__Data to use__
----
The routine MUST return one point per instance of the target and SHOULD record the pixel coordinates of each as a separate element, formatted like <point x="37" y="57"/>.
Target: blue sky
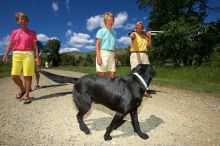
<point x="75" y="22"/>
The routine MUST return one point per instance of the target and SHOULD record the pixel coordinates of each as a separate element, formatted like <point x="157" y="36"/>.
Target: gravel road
<point x="171" y="117"/>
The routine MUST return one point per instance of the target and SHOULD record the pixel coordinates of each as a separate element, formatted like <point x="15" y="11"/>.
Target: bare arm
<point x="37" y="53"/>
<point x="149" y="45"/>
<point x="99" y="59"/>
<point x="9" y="47"/>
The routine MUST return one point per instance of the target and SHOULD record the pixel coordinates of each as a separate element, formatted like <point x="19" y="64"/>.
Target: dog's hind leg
<point x="136" y="126"/>
<point x="83" y="104"/>
<point x="115" y="123"/>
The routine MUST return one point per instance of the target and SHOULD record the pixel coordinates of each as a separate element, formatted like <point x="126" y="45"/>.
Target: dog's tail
<point x="58" y="78"/>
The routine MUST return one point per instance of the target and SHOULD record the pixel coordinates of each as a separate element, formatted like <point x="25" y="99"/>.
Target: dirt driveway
<point x="171" y="117"/>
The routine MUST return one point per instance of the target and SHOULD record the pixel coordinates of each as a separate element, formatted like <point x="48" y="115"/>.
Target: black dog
<point x="121" y="94"/>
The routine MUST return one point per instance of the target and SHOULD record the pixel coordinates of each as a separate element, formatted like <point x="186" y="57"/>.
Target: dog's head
<point x="145" y="71"/>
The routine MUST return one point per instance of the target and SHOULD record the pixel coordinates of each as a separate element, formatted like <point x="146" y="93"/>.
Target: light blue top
<point x="107" y="37"/>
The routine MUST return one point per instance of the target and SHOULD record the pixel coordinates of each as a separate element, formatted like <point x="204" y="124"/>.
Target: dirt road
<point x="171" y="117"/>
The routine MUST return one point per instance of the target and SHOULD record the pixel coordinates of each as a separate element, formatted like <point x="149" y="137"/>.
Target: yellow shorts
<point x="23" y="60"/>
<point x="108" y="62"/>
<point x="138" y="58"/>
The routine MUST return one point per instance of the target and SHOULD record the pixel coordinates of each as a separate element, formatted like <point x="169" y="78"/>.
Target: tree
<point x="185" y="39"/>
<point x="52" y="47"/>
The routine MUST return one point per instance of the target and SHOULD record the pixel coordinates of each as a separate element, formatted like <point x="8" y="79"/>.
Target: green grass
<point x="205" y="79"/>
<point x="5" y="70"/>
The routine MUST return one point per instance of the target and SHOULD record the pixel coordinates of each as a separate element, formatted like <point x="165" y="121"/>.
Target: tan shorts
<point x="138" y="58"/>
<point x="23" y="60"/>
<point x="108" y="62"/>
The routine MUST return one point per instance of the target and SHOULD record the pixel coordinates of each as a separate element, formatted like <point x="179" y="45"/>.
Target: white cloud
<point x="69" y="24"/>
<point x="90" y="47"/>
<point x="63" y="50"/>
<point x="130" y="26"/>
<point x="68" y="33"/>
<point x="80" y="38"/>
<point x="124" y="40"/>
<point x="44" y="38"/>
<point x="67" y="5"/>
<point x="55" y="6"/>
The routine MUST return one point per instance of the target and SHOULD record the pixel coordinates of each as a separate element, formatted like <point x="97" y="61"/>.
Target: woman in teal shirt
<point x="106" y="54"/>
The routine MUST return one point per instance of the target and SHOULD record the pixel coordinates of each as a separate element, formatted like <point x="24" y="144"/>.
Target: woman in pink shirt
<point x="23" y="43"/>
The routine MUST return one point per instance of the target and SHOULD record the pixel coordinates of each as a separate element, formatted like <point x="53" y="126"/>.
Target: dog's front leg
<point x="136" y="126"/>
<point x="117" y="118"/>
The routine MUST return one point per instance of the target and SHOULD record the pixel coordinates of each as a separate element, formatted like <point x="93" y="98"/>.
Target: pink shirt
<point x="23" y="40"/>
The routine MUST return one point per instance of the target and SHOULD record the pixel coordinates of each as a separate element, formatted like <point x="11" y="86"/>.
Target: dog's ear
<point x="138" y="68"/>
<point x="152" y="71"/>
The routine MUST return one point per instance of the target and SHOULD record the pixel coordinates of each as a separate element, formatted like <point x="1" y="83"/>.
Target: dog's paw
<point x="143" y="136"/>
<point x="107" y="137"/>
<point x="85" y="129"/>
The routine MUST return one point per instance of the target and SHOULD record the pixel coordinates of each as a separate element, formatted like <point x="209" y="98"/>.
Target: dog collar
<point x="142" y="80"/>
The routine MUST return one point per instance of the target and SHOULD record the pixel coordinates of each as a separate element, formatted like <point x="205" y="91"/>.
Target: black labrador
<point x="121" y="94"/>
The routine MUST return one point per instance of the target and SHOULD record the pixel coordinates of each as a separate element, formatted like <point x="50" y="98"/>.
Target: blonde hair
<point x="107" y="15"/>
<point x="21" y="15"/>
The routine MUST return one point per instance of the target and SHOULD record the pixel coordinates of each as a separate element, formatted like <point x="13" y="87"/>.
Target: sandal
<point x="21" y="95"/>
<point x="147" y="95"/>
<point x="27" y="101"/>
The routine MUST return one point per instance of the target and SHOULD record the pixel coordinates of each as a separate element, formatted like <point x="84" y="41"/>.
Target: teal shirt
<point x="107" y="37"/>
----
__Short problem__
Reproduce every line precisely as given, omitting all pictures.

__Complete output__
The routine MUST return one point per instance of the target and SHOULD record the pixel coordinates of each as a separate element, formatted like <point x="37" y="57"/>.
Target: blue sky
<point x="75" y="22"/>
The routine MUST return one point per instance of the target and SHOULD record the pixel coordinates of each as a separate element, formatted like <point x="157" y="36"/>.
Target: gravel road
<point x="171" y="117"/>
The routine MUST return one point per instance of the target and SHOULD record the pixel coordinates of each as a separate element, formatted like <point x="15" y="11"/>.
Target: bare arm
<point x="37" y="53"/>
<point x="149" y="45"/>
<point x="99" y="59"/>
<point x="9" y="47"/>
The routine MUST return one point per instance of the target and SHOULD record the pixel coordinates of each as a separate element, formatted like <point x="19" y="64"/>.
Target: dog's hind leg
<point x="136" y="126"/>
<point x="83" y="104"/>
<point x="115" y="123"/>
The routine MUST return one point per instance of the target and SHOULD record the pixel coordinates of each as a separate element, formatted like <point x="126" y="45"/>.
Target: dog's tail
<point x="58" y="78"/>
The routine MUST return one point per instance of the target and SHOULD record the pixel coordinates of each as a separate element, formatted like <point x="25" y="99"/>.
Target: dirt driveway
<point x="171" y="117"/>
The routine MUST return one point per instance of the target and SHOULD record the pixel coordinates of each as a separate element, formatted like <point x="48" y="115"/>.
Target: black dog
<point x="121" y="94"/>
The routine MUST return one point per instance of the target and SHOULD record the pixel coordinates of each as a separate element, formatted like <point x="186" y="57"/>.
Target: dog's head
<point x="145" y="71"/>
The routine MUST return one point per instance of the target and SHOULD record the pixel coordinates of each as a separate element, formatted like <point x="146" y="93"/>.
Target: light blue top
<point x="107" y="37"/>
The routine MUST return one point per instance of the target and SHOULD record the pixel coordinates of each as a separate element, formatted like <point x="204" y="124"/>.
Target: dirt road
<point x="171" y="117"/>
The routine MUST return one point per instance of the target and SHOULD record the pixel coordinates of each as a separate element, formatted like <point x="149" y="137"/>.
Target: yellow shorts
<point x="23" y="60"/>
<point x="108" y="62"/>
<point x="138" y="58"/>
The routine MUST return one point per instance of the target and SHOULD record the pixel coordinates of each as a separate element, formatted like <point x="169" y="78"/>.
Target: tree
<point x="185" y="39"/>
<point x="52" y="47"/>
The routine MUST return one point per instance of the target and SHOULD record the pixel coordinates of each as a separate element, formatted like <point x="8" y="79"/>.
Target: green grass
<point x="205" y="79"/>
<point x="5" y="70"/>
The routine MUST return one point per instance of the target and SHOULD record the pixel coordinates of each as a separate element, formatted like <point x="165" y="121"/>.
Target: tan shorts
<point x="138" y="58"/>
<point x="23" y="60"/>
<point x="108" y="62"/>
The routine MUST return one point per instance of the target and SHOULD record the pixel coordinates of each as a separate element, formatted like <point x="179" y="45"/>.
Target: white cloud
<point x="69" y="24"/>
<point x="90" y="47"/>
<point x="63" y="50"/>
<point x="130" y="26"/>
<point x="68" y="33"/>
<point x="80" y="38"/>
<point x="124" y="40"/>
<point x="44" y="38"/>
<point x="67" y="5"/>
<point x="55" y="6"/>
The routine MUST return one point per instance of the target and SHOULD record the pixel coordinates of each as a separate element, formatted like <point x="97" y="61"/>.
Target: woman in teal shirt
<point x="106" y="54"/>
The routine MUST return one point per instance of the target and SHOULD record the pixel coordinates of each as a separate element, formatted like <point x="24" y="144"/>.
Target: woman in pink shirt
<point x="23" y="43"/>
The routine MUST return one point per instance of the target and SHOULD record the pixel coordinates of each as a separate element, formatted like <point x="53" y="126"/>.
Target: dog's front leg
<point x="136" y="126"/>
<point x="117" y="118"/>
The routine MUST return one point per instance of the target and SHOULD record the pixel coordinates of each as a separate element, formatted like <point x="93" y="98"/>.
Target: pink shirt
<point x="23" y="40"/>
The routine MUST return one point per instance of the target and SHOULD record the pixel coordinates of each as a separate element, formatted like <point x="11" y="86"/>.
Target: dog's ear
<point x="138" y="68"/>
<point x="152" y="71"/>
The routine MUST return one point per instance of the target and SHOULD record the pixel coordinates of each as a separate element, formatted like <point x="1" y="83"/>.
Target: dog's paw
<point x="143" y="136"/>
<point x="107" y="137"/>
<point x="85" y="129"/>
The routine MUST return one point per instance of the target and SHOULD record the pixel coordinates of each as a separate element, formatted like <point x="209" y="98"/>.
Target: dog collar
<point x="142" y="80"/>
The routine MUST return one point per instance of the target and SHOULD record the pixel coordinates of each as a separate element, formatted like <point x="205" y="91"/>.
Target: black labrador
<point x="121" y="94"/>
The routine MUST return one point per instance of the target and SHOULD record the pixel coordinates of each as a separate element, formatted like <point x="50" y="98"/>.
Target: blonde hair
<point x="107" y="15"/>
<point x="21" y="15"/>
The routine MUST return one point per instance of the target and SHOULD record the pixel coordinates of each as a separate element, formatted like <point x="13" y="87"/>.
Target: sandal
<point x="21" y="95"/>
<point x="147" y="95"/>
<point x="27" y="101"/>
The routine MUST return one point per instance of the target and SHOULD record the pixel coordinates of each as a separate element, formatted like <point x="84" y="41"/>.
Target: teal shirt
<point x="107" y="37"/>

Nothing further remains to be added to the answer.